> **WORK TASK A**
Retype the section of the passage on antacids in pregnancy that opens with the words containing "Many women experience" and closes with "or liquid form.", with no changes.
> **WORK TASK B**
Extend the passage on antacids in pregnancy with new text that picks up right after its final sentence.

Generally speaking, antacids are safe for use during pregnancy. A woman can usually obtain safe products over the counter or ask her doctor for a prescription for severe or persistent symptoms. Usually, pregnant women are advised to avoid antacid preparations that contain additional medications that might harm a developing baby. Likewise, it is important for a pregnant women to follow the dosage information on a product label when using antacids in pregnancy.
Many women experience heartburn during pregnancy. Heartburn is marked by a sensation of burning that affects the chest and throat as the result of stomach acids moving into the esophagus. The burning sensations can make continuing everyday activities and sleeping difficult, so pregnant women often seek help in the form of Over-The-Counter (OTC) antacids. Among those considered safe during pregnancy are those with active ingredients like calcium carbonate, magnesium hydroxide, or magnesium oxide. Products containing these ingredients are often available in chewable or liquid form.
Antacids that contain sodium bicarbonate are not necessarily unsafe for use while expecting. In fact, some women consume sodium bicarbonate, also referred to as baking soda, mixed with water as a home remedy for heartburn. These preparations contain significant amounts of sodium, however, which can cause a woman to retain fluid and experience related swelling. For instance, a woman might note swelling of her fingers or ankles when she’s using sodium bicarbonate antacids in pregnancy. As such, some doctors do not recommend it.

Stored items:

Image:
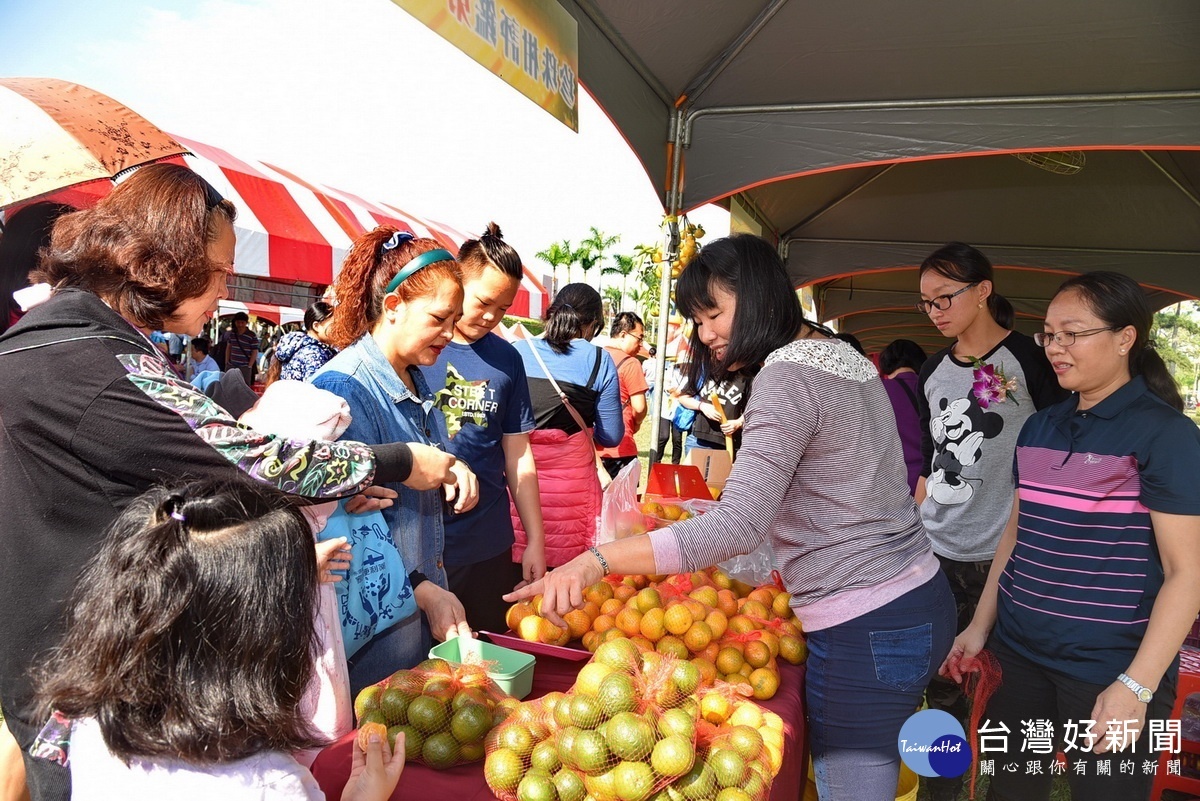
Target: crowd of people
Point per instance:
(1033, 497)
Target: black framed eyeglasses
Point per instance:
(941, 302)
(1066, 338)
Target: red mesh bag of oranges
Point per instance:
(445, 711)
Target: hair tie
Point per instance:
(423, 260)
(397, 239)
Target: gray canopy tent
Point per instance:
(867, 133)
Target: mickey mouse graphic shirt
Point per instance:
(969, 439)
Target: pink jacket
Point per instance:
(570, 495)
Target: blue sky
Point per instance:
(354, 94)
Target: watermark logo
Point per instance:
(934, 744)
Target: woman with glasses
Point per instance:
(397, 302)
(1096, 582)
(973, 396)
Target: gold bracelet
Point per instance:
(604, 562)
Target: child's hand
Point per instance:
(375, 774)
(333, 555)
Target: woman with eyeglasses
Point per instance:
(972, 396)
(397, 302)
(1096, 582)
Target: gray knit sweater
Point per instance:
(822, 474)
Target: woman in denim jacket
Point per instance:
(397, 301)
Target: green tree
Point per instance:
(593, 248)
(559, 254)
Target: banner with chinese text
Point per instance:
(532, 44)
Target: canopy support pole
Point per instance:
(675, 199)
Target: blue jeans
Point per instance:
(865, 678)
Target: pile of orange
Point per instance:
(727, 628)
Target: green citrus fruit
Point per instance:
(537, 786)
(503, 770)
(517, 739)
(672, 756)
(394, 704)
(697, 783)
(634, 781)
(585, 711)
(617, 693)
(366, 702)
(629, 736)
(569, 786)
(729, 766)
(427, 714)
(589, 752)
(745, 741)
(618, 654)
(677, 722)
(545, 756)
(471, 723)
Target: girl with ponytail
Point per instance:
(397, 301)
(1097, 578)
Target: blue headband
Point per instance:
(423, 260)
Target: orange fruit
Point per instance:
(629, 621)
(598, 592)
(757, 654)
(781, 606)
(577, 622)
(697, 637)
(707, 670)
(729, 660)
(677, 619)
(652, 624)
(717, 622)
(672, 645)
(603, 624)
(765, 684)
(648, 598)
(727, 602)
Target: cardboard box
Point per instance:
(714, 464)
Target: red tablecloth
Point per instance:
(466, 782)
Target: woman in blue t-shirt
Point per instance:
(479, 384)
(565, 360)
(1097, 577)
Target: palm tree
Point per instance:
(592, 250)
(559, 254)
(624, 267)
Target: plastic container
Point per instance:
(511, 670)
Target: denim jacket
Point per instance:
(384, 410)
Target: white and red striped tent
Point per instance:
(298, 232)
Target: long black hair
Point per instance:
(767, 315)
(190, 634)
(1120, 301)
(965, 264)
(575, 314)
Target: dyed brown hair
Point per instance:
(144, 247)
(366, 271)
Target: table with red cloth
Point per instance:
(466, 782)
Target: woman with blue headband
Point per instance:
(397, 301)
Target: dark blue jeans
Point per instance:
(865, 678)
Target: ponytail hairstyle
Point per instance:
(190, 633)
(489, 250)
(1120, 301)
(965, 264)
(768, 313)
(375, 259)
(576, 313)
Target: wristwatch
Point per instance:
(1143, 693)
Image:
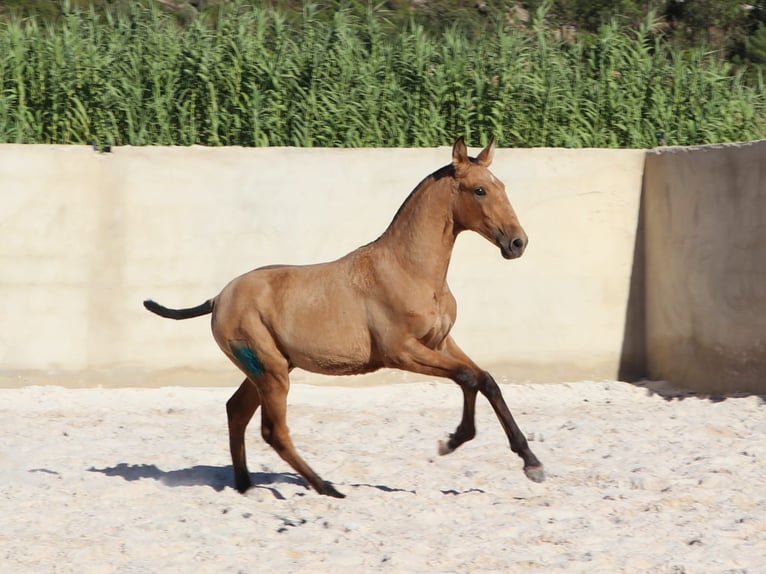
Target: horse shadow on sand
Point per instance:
(219, 478)
(216, 477)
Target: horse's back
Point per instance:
(315, 315)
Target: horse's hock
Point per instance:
(675, 290)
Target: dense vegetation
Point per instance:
(249, 75)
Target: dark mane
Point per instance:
(446, 171)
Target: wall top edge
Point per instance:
(704, 148)
(218, 149)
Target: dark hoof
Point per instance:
(329, 490)
(535, 473)
(243, 488)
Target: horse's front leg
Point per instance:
(532, 467)
(452, 363)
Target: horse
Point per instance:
(385, 305)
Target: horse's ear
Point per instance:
(459, 152)
(485, 157)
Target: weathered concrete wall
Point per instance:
(705, 214)
(85, 237)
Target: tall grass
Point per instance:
(253, 77)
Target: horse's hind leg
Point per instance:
(466, 430)
(276, 434)
(239, 410)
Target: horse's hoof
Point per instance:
(329, 490)
(535, 473)
(445, 448)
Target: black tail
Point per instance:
(199, 310)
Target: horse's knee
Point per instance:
(267, 433)
(465, 377)
(489, 387)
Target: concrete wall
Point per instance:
(705, 214)
(85, 237)
(610, 286)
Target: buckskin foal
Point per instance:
(387, 304)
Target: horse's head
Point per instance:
(481, 204)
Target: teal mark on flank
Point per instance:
(247, 358)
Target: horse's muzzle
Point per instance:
(512, 246)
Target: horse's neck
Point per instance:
(422, 234)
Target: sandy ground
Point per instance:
(139, 480)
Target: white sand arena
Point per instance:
(139, 481)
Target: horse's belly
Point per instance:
(336, 351)
(438, 331)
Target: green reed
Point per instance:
(254, 76)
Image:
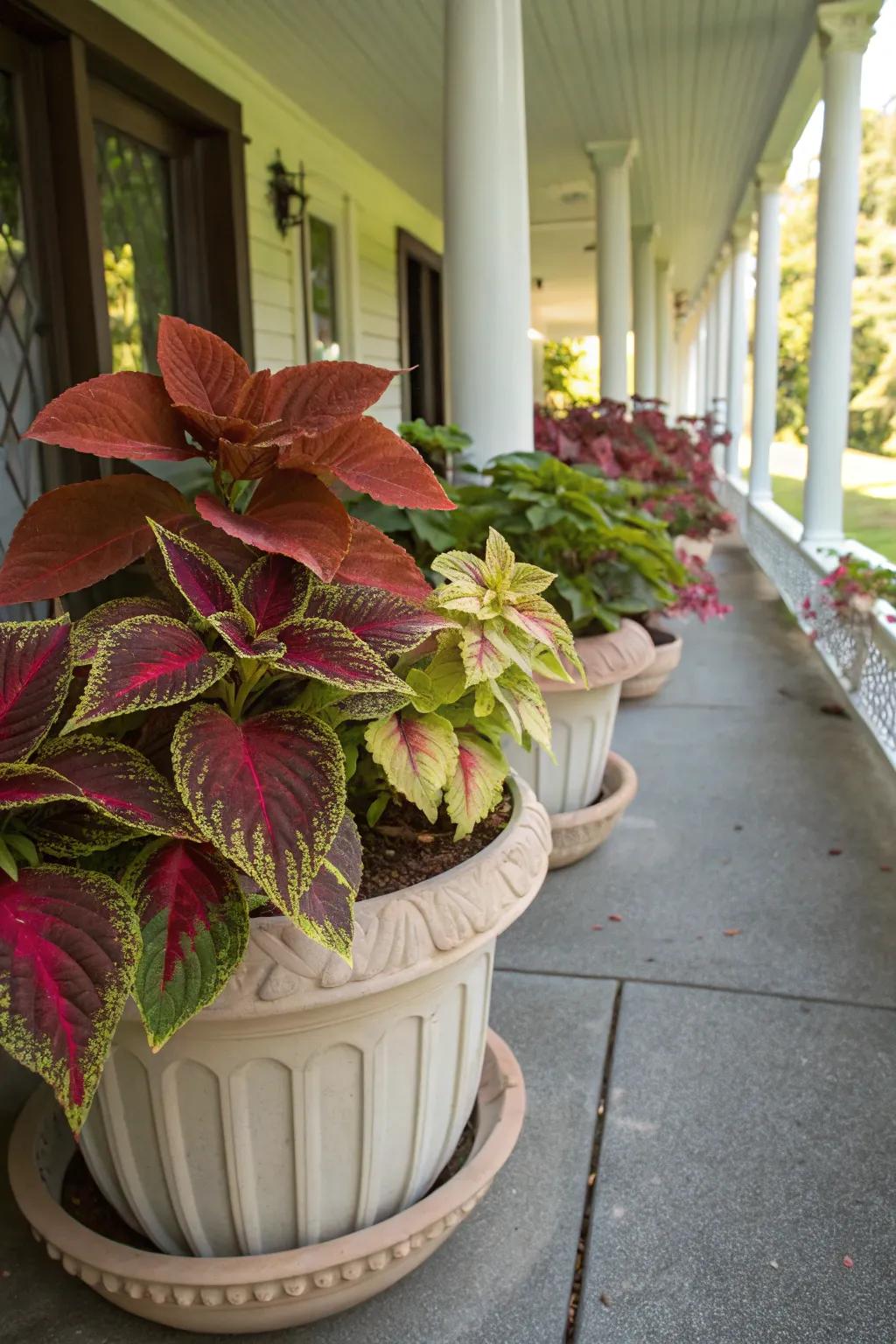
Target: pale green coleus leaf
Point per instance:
(418, 756)
(476, 784)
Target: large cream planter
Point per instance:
(582, 721)
(312, 1100)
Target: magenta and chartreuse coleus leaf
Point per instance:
(176, 759)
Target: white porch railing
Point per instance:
(861, 654)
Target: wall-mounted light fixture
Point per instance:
(286, 193)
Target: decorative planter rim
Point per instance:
(399, 935)
(246, 1288)
(609, 657)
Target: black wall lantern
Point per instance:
(286, 193)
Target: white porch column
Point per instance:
(738, 343)
(712, 344)
(486, 226)
(664, 331)
(765, 350)
(845, 27)
(723, 324)
(612, 163)
(645, 311)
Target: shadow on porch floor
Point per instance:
(746, 1140)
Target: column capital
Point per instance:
(612, 153)
(771, 172)
(645, 233)
(740, 231)
(846, 24)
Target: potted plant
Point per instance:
(614, 564)
(271, 1023)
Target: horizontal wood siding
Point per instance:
(335, 172)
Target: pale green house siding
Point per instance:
(367, 206)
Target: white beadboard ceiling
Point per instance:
(697, 82)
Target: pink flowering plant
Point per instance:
(180, 757)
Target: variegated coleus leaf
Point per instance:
(69, 945)
(196, 576)
(274, 591)
(27, 784)
(120, 782)
(143, 664)
(477, 782)
(418, 756)
(326, 910)
(329, 652)
(35, 669)
(193, 922)
(269, 794)
(386, 621)
(88, 632)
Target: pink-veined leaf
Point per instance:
(273, 591)
(143, 664)
(315, 398)
(371, 458)
(418, 754)
(387, 621)
(269, 794)
(477, 782)
(115, 416)
(199, 368)
(35, 671)
(88, 632)
(120, 782)
(291, 514)
(326, 651)
(69, 945)
(74, 830)
(80, 534)
(195, 574)
(23, 785)
(193, 925)
(326, 910)
(376, 561)
(235, 628)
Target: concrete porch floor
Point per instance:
(735, 1092)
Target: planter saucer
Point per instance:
(577, 834)
(250, 1293)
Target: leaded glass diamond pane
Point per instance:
(22, 390)
(135, 193)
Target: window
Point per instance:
(419, 290)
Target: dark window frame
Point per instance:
(414, 250)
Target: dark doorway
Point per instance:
(419, 290)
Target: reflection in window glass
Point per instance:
(135, 193)
(324, 331)
(22, 391)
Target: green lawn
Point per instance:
(865, 518)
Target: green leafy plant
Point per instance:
(612, 558)
(178, 759)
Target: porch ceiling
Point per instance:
(697, 82)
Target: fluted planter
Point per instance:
(313, 1100)
(668, 656)
(582, 721)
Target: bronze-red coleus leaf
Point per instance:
(269, 794)
(376, 561)
(35, 671)
(80, 534)
(115, 416)
(369, 458)
(193, 922)
(387, 622)
(69, 944)
(291, 514)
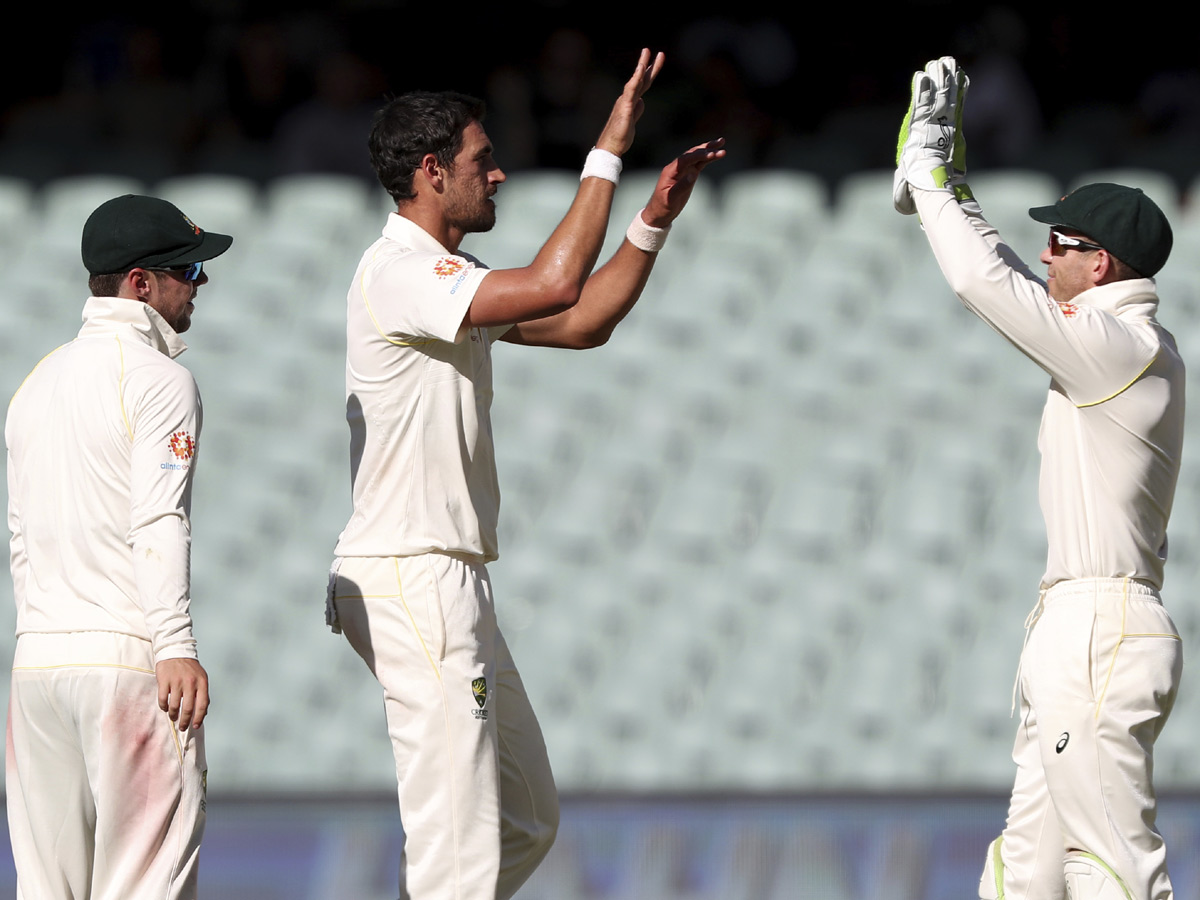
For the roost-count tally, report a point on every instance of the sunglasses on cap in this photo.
(187, 273)
(1061, 243)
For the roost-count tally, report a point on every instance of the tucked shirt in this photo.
(101, 441)
(419, 395)
(1111, 432)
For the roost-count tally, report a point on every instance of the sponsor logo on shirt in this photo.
(479, 690)
(451, 268)
(183, 447)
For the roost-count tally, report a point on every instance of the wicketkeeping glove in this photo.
(927, 141)
(959, 156)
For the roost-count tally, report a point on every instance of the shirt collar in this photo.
(1135, 297)
(407, 232)
(106, 313)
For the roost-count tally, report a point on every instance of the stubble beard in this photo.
(472, 217)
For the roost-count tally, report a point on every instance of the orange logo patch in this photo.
(448, 267)
(183, 445)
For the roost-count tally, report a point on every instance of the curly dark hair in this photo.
(413, 125)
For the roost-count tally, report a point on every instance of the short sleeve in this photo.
(420, 294)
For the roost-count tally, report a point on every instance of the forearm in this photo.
(977, 264)
(161, 567)
(555, 280)
(606, 299)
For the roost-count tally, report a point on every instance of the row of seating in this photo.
(780, 533)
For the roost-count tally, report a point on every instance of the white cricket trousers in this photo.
(1098, 677)
(106, 797)
(477, 797)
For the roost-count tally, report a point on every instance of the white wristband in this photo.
(600, 163)
(645, 237)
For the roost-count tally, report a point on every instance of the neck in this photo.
(433, 222)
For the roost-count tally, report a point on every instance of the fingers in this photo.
(183, 693)
(645, 73)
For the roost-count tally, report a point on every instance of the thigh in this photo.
(426, 628)
(1107, 671)
(149, 781)
(528, 797)
(49, 803)
(111, 796)
(1032, 849)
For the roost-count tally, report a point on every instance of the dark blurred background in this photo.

> **ANSWER SECTION A**
Many women experience heartburn during pregnancy. Heartburn is marked by a sensation of burning that affects the chest and throat as the result of stomach acids moving into the esophagus. The burning sensations can make continuing everyday activities and sleeping difficult, so pregnant women often seek help in the form of Over-The-Counter (OTC) antacids. Among those considered safe during pregnancy are those with active ingredients like calcium carbonate, magnesium hydroxide, or magnesium oxide. Products containing these ingredients are often available in chewable or liquid form.

> **ANSWER SECTION B**
Before using antacids in pregnancy, a woman may do well to carefully review the other active ingredients in a preparation. Some contain aspirin, which a woman is usually advised to avoid during pregnancy. Others include aluminum, which can have adverse effects when taken in high doses. For example, taking too much of an antacid that contains aluminum can lead to constipation. In extreme cases, it might even prove toxic.
Sometimes using OTC antacids in pregnancy isn't as effective as a woman might hope, and severe symptoms may warrant a doctor's help. In many cases, a doctor will prescribe a type of acid reducer called an H2 blocker or a proton pump inhibitor. H2 blockers interfere with the release of a chemical called histamine, which plays a role in stomach acid production. Proton pump inhibitors lower the amount of acid in the stomach by interfering with the pump that produces the acid. Though medications are not known to be harmful to unborn babies, doctors often choose to be cautious, prescribing them in only the most serious cases.